Records from a collection
==*==

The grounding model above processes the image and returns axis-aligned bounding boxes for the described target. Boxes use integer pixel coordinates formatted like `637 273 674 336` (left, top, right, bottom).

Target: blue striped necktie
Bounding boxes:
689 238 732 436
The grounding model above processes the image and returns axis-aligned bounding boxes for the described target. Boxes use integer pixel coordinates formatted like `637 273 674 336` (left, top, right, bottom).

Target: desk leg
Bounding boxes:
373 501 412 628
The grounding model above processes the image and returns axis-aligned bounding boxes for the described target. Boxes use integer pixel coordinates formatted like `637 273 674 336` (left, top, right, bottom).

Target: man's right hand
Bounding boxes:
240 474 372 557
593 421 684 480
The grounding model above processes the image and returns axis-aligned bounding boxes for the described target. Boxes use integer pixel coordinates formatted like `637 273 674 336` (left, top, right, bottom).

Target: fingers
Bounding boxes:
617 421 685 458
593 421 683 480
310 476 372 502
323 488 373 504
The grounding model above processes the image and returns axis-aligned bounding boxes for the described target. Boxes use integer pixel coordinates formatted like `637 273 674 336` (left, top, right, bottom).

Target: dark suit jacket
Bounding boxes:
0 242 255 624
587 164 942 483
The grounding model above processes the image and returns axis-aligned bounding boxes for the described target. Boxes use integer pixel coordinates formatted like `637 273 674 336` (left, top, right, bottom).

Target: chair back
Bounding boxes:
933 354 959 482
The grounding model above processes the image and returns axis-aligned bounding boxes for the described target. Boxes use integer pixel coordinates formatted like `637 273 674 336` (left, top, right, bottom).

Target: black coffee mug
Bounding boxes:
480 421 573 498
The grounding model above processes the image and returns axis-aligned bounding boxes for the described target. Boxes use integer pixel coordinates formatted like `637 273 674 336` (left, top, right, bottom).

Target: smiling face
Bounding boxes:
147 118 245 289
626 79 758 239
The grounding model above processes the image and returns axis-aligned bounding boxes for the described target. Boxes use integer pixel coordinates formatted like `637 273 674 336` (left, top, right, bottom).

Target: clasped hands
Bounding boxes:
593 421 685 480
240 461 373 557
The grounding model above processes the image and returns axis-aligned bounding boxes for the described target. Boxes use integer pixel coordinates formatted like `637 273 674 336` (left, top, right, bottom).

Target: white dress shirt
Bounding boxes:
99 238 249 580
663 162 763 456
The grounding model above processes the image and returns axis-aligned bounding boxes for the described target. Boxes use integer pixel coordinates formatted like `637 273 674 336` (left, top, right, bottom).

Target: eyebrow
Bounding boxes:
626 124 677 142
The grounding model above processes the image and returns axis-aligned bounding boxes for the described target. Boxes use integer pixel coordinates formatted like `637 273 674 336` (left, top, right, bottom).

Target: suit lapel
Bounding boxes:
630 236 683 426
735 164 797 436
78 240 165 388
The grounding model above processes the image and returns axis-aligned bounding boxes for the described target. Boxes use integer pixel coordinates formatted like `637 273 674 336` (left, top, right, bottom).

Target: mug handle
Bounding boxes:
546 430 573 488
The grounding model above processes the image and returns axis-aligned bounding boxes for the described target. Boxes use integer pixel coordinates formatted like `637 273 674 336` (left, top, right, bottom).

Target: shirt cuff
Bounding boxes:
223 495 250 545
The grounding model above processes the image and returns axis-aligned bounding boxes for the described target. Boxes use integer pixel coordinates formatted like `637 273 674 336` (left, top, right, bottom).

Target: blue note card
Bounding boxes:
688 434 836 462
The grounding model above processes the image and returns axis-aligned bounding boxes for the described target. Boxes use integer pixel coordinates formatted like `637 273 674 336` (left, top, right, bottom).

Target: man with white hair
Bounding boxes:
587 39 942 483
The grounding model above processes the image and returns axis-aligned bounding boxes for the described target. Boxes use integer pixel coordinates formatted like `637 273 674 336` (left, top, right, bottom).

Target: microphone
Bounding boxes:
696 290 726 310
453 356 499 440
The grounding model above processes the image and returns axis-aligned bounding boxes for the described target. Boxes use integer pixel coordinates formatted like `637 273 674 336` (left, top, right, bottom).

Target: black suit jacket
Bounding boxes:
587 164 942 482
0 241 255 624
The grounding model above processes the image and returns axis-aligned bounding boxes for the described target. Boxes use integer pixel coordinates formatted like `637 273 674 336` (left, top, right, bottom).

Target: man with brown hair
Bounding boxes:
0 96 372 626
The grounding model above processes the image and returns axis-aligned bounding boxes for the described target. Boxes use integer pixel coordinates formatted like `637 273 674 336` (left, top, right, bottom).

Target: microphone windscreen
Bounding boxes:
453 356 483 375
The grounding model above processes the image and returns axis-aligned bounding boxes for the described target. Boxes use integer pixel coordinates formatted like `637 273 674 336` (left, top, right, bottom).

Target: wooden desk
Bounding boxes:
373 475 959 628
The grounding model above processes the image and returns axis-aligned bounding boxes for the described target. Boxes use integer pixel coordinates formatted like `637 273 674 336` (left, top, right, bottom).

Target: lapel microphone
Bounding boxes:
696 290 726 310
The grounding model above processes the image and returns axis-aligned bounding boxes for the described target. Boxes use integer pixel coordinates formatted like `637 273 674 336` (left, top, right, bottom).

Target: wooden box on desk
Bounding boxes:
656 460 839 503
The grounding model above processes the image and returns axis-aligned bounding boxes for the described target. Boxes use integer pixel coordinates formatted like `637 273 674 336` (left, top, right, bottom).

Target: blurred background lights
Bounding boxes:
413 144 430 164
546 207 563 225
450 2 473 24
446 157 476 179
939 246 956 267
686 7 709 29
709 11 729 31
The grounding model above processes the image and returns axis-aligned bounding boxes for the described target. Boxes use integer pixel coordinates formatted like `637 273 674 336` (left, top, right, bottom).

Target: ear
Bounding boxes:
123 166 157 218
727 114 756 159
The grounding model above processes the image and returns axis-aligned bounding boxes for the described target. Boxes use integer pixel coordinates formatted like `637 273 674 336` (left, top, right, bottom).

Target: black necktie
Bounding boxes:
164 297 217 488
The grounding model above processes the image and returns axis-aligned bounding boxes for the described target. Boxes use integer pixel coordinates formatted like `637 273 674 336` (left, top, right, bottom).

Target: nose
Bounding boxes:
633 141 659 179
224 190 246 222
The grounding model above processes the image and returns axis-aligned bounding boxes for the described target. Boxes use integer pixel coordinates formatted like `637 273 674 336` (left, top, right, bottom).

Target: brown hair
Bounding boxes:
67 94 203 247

==*==

Description of the task: All entries must be repeated verbatim.

Task response:
The grounding model above processes the image and returns axis-aligned bounding boxes for the described target. Boxes use integer pixel coordinates formatted like `637 273 674 336` (left, top, right, bottom).

Target: blue striped necktie
Bounding boxes:
689 238 732 436
The grounding model above processes the image and returns axis-aligned bounding boxes for the described target. Boxes use integer pixel coordinates formatted like `637 273 674 336` (left, top, right, bottom).

Target: desk leg
Bounding boxes:
373 501 412 628
The grounding model above processes the image and returns axis-aligned bounding boxes for the described target. Boxes use integer pixel coordinates formatted like `637 273 674 336` (left, top, right, bottom).

Target: man's right hand
Bounding boxes:
240 474 372 557
593 421 684 480
The grounding model above processes the image and returns axis-aligned bounding boxes for the described target. Boxes use integer pixel coordinates formatted like `637 273 674 336` (left, top, right, bottom).

Target: fingers
Bounding boxes:
617 421 685 458
593 421 683 480
310 476 372 502
323 488 373 504
The grounding model above processes the image and returns axis-aligned bounding boxes for the described target. Boxes use integer pixel coordinates formatted like `637 273 674 336` (left, top, right, bottom).

Target: dark suit jacket
Bounding boxes:
0 242 255 624
587 164 942 483
The grounding model above processes the image and returns axis-aligned bounding boxes for the described target. Boxes use integer pixel coordinates formatted like `637 273 674 336` (left, top, right, bottom).

Target: chair back
Bounding boxes:
933 354 959 482
The grounding model above processes the image and returns axis-aligned bounding boxes for the described target. Boxes use integer pixel coordinates formatted like `637 273 674 336` (left, top, right, bottom).

Target: black coffee mug
Bounding boxes:
480 421 573 498
The grounding model above processes the image and returns axis-aligned bounding boxes for the described target. Boxes use integer pixel coordinates formatted like `637 273 674 336` (left, top, right, bottom).

Target: smiling face
Bounding boxes:
147 118 245 289
626 79 758 239
The grounding model above processes the image and returns axis-aligned bounding boxes for the described target. Boxes use integer pixel coordinates formatted like `637 273 674 336` (left, top, right, bottom).

Target: clasped hands
Bounding boxes:
593 421 685 480
240 461 373 557
The grounding model above processes the image and returns axis-aligned bounding boxes for the described target. Boxes use integer pixel coordinates formatted like `637 273 674 336` (left, top, right, bottom).

Target: white dress shirt
Bounding boxes:
99 238 249 580
663 162 763 456
The grounding model above processes the image and returns axis-aligned bounding boxes for the described target. Boxes use integer pixel coordinates formatted like `637 273 674 336` (left, top, right, bottom).

Target: eyebrow
Bounding boxes:
626 124 677 142
The grounding model above processes the image and returns axis-aligned bounding boxes for the described target. Boxes use integer pixel coordinates formatted like `637 273 674 336` (left, top, right, bottom).

Target: suit lapel
Bounding boxes:
630 236 683 426
735 164 797 436
78 240 165 388
The grounding model above processes the image and returns axis-aligned bounding boxes for the described target. Boxes use integer pixel coordinates formatted like `637 273 674 336` (left, top, right, bottom).

Target: mug handle
Bounding boxes:
546 430 573 488
The grounding model above processes the image and returns axis-aligned bounding boxes for the described target. Boxes use integer pixel coordinates formatted like `637 273 674 336` (left, top, right, bottom).

Target: shirt cuff
Bounding boxes:
223 495 250 545
The grounding model above processes the image and returns axis-aligned bounding boxes for the described target. Boxes use integer pixel coordinates formatted like `637 273 674 336` (left, top, right, bottom).

Target: blue note card
Bounding boxes:
688 434 836 462
The grounding model above processes the image and returns axis-aligned bounding boxes for the described target. Boxes use integer pixel coordinates formatted like `637 273 674 336` (left, top, right, bottom).

Target: man with white hair
Bounding boxes:
587 39 942 483
The grounding model above processes the image and returns axis-aligned bounding boxes for the described target. Boxes use integer pixel coordinates formatted like `637 273 674 336` (left, top, right, bottom).

Target: microphone
Bounding boxes:
696 290 726 310
453 356 499 440
The grounding model above processes the image and returns axis-aligned bounding boxes for the described target. Boxes use integer pixel coordinates formatted like `637 273 674 336` (left, top, right, bottom).

Target: black suit jacket
Bounding boxes:
587 164 942 482
0 241 255 624
The grounding model above processes the image and returns axis-aligned bounding boxes for the described target. Boxes use integer pixel coordinates formatted like `637 273 674 336` (left, top, right, bottom).

Target: man with brown hair
Bounding boxes:
0 96 372 626
The grounding model above processes the image and returns axis-aligned bounding boxes for the described target. Boxes use integer pixel coordinates formatted like `637 273 674 336` (left, top, right, bottom).

Target: microphone windscreen
Bounding boxes:
453 356 483 375
The grounding model above processes the image and returns axis-aligned bounding boxes for the described target. Boxes use integer pixel coordinates formatted like `637 273 674 336` (left, top, right, bottom).

Target: wooden desk
Bounding boxes:
373 475 959 628
The grounding model above processes the image and returns axis-aligned bounding boxes for the described target. Boxes use integer pixel coordinates formatted like `637 273 674 336` (left, top, right, bottom).

Target: lapel microphone
Bounding boxes:
696 290 726 310
The grounding model above processes the image and returns axis-aligned bounding boxes for the described target. Boxes use integer pixel coordinates formatted like `637 273 674 336` (left, top, right, bottom).

Target: wooden box on desk
Bounding boxes:
656 460 839 503
The grounding model above processes the image and returns axis-aligned bounding boxes for the described target. Boxes use integer pixel coordinates formatted like `637 273 674 336` (left, top, right, bottom).

Target: blurred background lights
Bounding boxes:
413 144 430 164
546 207 563 225
450 2 473 24
446 157 476 179
939 246 956 267
686 7 709 29
709 11 729 31
The grounding model above processes the image and returns axis-aligned bounding boxes for the described target. Boxes use integer pixel coordinates formatted like `637 273 674 336` (left, top, right, bottom).

Target: ear
Bounding boxes:
123 166 157 218
727 114 756 159
The grounding model above processes the image and returns axis-aligned bounding boxes for the described target. Boxes use integer pixel coordinates formatted like `637 273 674 336` (left, top, right, bottom).

Target: black necktie
Bounding boxes:
164 297 217 488
The grounding model above processes the image and returns axis-aligned bounding boxes for the described target. Boxes use integer pixel coordinates formatted like `637 273 674 336` (left, top, right, bottom).

Target: nose
Bounding boxes:
633 141 659 179
224 190 246 222
The grounding model above processes the image and returns axis-aligned bounding boxes for the described target. Boxes use integer pixel coordinates formatted like `637 273 674 336` (left, top, right, bottom).

Target: brown hair
Bounding boxes:
67 94 203 247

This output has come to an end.